- **Required action 1**:
Answer these questions from the Rúben Amorim biography:
(a) Which club did Amorim sign with in 2008?
(b) How many caps did he earn for Portugal?
(c) What was his managerial transfer to Sporting CP worth?
- **Required action 2**: Write the next part of the Rúben Amorim biography, picking up after its final sentence.

- **Text segment**:
※ ※ ※

Rúben Filipe Marques Amorim (; born 27 January 1985) is a Portuguese professional football manager and former player who is the current manager of Primeira Liga club Sporting CP.

Amorim played in his career as a midfielder, spending most of his professional career with Belenenses and Benfica, signing with the latter in 2008 and going on to win ten major titles, including three league titles, one Taça de Portugal, five Taças da Liga and one Supertaça Cândido de Oliveira. He represented Portugal in two FIFA World Cups, earning a total of 14 caps.

Upon retiring in 2017, he began his coaching career at Casa Pia in 2018, before resigning in 2018, amid a dispute with the Portuguese Football Federation (FPF). He was appointed as head coach at Braga B, before taking charge of the first team in December 2019, winning the 2020 Taça da Liga.

In March 2020, Amorim was appointed manager of Sporting CP for a managerial transfer worth €10 million (£8.65 million), becoming the fourth-most expensive manager ever. He guided the club to a double of the Taça da Liga and the Primeira Liga, ending the latter's 19-year league title drought. These achievements won him the Primeira Liga's Manager of the Year award in 2021.

※ ※ ※

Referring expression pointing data
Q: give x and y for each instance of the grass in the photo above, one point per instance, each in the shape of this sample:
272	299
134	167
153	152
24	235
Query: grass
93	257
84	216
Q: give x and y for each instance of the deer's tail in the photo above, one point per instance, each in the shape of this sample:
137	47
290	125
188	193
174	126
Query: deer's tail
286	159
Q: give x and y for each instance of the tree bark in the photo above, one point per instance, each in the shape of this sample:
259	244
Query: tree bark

※ ※ ※

- **Answer space 1**:
(a) Benfica
(b) 14
(c) €10 million (£8.65 million)

- **Answer space 2**:
Club career

Belenenses
Born in Lisbon, Amorim made his debut in the Primeira Liga on 14 December 2003, playing one minute for hometown club Belenenses in a 2–0 home win against Alverca. From 2005–06 onwards, he became a regular.

In the 2007–08 campaign, Amorim started in 28 of his 29 league appearances (2,491 minutes of action) and helped his team finish in eighth position.

Benfica
In late April 2008, Amorim signed a four-year deal with Benfica after his Belenenses contract expired. During his first season he was a regular starter, scoring his first goal on 23 November in a 2–0 away victory over Académica de Coimbra.

Competing with new signings Javi García and Ramires, Amorim appeared less in 2009–10, but still featured prominently (24 matches with ten starts) as the side won the league – and the League Cup – after a five-year drought. When healthy, he was again regularly used by manager Jorge Jesus in the 2010–11 season. On 19 January 2011, however, after undergoing surgery on both knees, he was sidelined for several months.

In early October 2011, whilst on duty with the national team, Amorim criticised Jesus' preferences – Benfica played most of their games without a single Portuguese player. Increasingly disgusted with his plight, in December, he refused to train with the bench players – after warming up for several minutes only to not be used – following a game against Rio Ave, being subjected to the club's disciplinary proceedings; on 30 January 2012, a loan was arranged with Braga until June of the following year.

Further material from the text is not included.